* Provided passage
[Start of Attachment]

He was so charismatic. I immediately thought about Picasso because he had that same vitality.
Following a series of strokes which began in 1996 and became progressively worse, Sem Ghelardini died in Pietrasanta on 12 January 1997 at the age of 69. An exhibition by artists associated with his studio, entitled Omaggio a Sem: Se tutto va bene...siamo rovinati, (Note: In English: Homage to Sem: If everything goes well... we are ruined) took place in the town in the autumn of that year. In 2012, Piazza Sem Ghelardini in Pietrasanta was named in his honour.

In the later years of his life, Ghelardini had acquired Il Feudo, a small farm in the hills outside Montignoso, and designed the vineyard's unique terracing system made from off-cuts of granite. The vineyard and its winery continue to be run by members of the Ghelardini family.

==Studio Sem after Ghelardini==
Since Gelardini's death, Studio Sem has been run jointly by his former assistant and collaborator Keara McMartin and his youngest son Pierangelo who is also a marble carver. The studio continues to specialise in the execution of works for contemporary sculptors including Helaine Blumenfeld, Damien Hirst and Peter Randall-Page but also produces classical and religious statuary.

[End of Attachment]

* Requirement A
Write out the text on Sem Ghelardini word for word, from "In the later" to "the Ghelardini family.".
* Requirement B
Extend the account of Sem Ghelardini and Studio Sem, picking up after its last sentence.

[Records excerpted from a collection]

[Start of Attachment]

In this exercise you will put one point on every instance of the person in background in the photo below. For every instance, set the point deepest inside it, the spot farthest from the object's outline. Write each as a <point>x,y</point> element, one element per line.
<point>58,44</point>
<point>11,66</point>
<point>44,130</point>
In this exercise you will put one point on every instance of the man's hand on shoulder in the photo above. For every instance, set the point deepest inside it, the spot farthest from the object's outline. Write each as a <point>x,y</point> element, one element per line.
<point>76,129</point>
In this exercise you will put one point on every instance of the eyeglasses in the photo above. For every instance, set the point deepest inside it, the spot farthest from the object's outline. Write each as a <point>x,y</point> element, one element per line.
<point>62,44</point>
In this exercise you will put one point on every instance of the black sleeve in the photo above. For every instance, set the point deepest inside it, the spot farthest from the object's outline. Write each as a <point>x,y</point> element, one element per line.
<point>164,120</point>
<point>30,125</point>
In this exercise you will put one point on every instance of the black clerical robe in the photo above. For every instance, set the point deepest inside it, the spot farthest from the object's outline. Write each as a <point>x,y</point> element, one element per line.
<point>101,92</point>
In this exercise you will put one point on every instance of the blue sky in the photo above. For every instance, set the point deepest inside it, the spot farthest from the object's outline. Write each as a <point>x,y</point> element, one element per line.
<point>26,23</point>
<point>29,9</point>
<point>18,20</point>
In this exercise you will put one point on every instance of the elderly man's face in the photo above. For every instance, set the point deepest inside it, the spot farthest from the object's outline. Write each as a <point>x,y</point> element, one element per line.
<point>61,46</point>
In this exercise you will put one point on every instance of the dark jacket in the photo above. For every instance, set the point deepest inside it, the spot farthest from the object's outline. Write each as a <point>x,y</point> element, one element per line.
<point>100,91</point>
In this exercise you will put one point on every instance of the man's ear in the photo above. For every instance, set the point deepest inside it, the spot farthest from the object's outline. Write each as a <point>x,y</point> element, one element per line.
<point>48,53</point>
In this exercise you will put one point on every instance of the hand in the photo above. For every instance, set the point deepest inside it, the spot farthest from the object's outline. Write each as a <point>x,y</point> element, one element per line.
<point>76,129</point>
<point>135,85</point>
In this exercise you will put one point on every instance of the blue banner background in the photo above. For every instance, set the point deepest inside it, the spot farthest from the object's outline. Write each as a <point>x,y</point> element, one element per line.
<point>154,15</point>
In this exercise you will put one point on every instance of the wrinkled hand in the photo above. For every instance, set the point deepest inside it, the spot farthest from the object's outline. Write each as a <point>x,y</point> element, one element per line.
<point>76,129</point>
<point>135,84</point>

[End of Attachment]
[Start of Attachment]

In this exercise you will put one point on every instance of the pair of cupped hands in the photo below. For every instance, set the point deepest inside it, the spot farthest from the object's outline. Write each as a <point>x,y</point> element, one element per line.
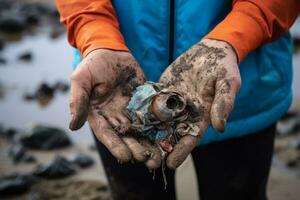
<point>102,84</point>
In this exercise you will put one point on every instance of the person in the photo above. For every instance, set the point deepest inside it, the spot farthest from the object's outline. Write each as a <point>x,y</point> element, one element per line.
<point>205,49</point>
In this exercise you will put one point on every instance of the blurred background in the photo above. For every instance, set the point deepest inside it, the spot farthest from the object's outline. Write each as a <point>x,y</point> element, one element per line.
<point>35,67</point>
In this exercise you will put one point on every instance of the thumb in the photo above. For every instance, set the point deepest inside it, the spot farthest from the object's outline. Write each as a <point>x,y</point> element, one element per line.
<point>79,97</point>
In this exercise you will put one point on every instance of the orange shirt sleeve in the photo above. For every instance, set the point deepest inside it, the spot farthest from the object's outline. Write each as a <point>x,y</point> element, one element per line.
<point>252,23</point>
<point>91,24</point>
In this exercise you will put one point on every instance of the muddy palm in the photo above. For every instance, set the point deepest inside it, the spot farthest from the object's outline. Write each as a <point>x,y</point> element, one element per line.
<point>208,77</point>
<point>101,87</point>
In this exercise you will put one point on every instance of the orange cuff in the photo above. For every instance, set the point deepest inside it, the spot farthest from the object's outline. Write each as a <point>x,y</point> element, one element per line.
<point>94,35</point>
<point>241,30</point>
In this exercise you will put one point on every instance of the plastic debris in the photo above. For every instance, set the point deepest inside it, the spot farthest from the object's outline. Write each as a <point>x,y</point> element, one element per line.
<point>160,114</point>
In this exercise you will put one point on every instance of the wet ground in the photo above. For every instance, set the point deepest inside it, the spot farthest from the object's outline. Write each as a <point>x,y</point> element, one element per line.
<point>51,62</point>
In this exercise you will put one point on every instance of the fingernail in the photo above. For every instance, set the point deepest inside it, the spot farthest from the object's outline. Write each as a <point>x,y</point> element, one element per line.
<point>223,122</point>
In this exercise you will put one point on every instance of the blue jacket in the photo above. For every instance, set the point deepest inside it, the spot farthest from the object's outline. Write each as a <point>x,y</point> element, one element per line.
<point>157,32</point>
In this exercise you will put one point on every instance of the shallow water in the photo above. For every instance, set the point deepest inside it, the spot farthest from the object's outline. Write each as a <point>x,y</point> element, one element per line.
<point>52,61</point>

[End of Attachment]

* Your response A
In the later years of his life, Ghelardini had acquired Il Feudo, a small farm in the hills outside Montignoso, and designed the vineyard's unique terracing system made from off-cuts of granite. The vineyard and its winery continue to be run by members of the Ghelardini family.

* Your response B
The Fondazione Sem, founded in 2003 and administered by McMartin and Pierangelo Ghelardini, has provided three-month residencies at the studio for emerging sculptors since 2006. The residency program is financed by the Brian Mercer Charitable Trust and was set up by Helaine Blumenfeld and the Royal British Society of Sculptors. Masters and Emerging Sculptors from Studio Sem, a major exhibition of 36 artists who had worked at the studio from the 1960s to the early 2000s, was held in the University of Leicester's Harold Martin Botanic Garden from July to September 2007.

In 2016, the studio and its artists moved from the crowded historic center of Pietrasanta to more spacious premises in the nearby town of Camaiore.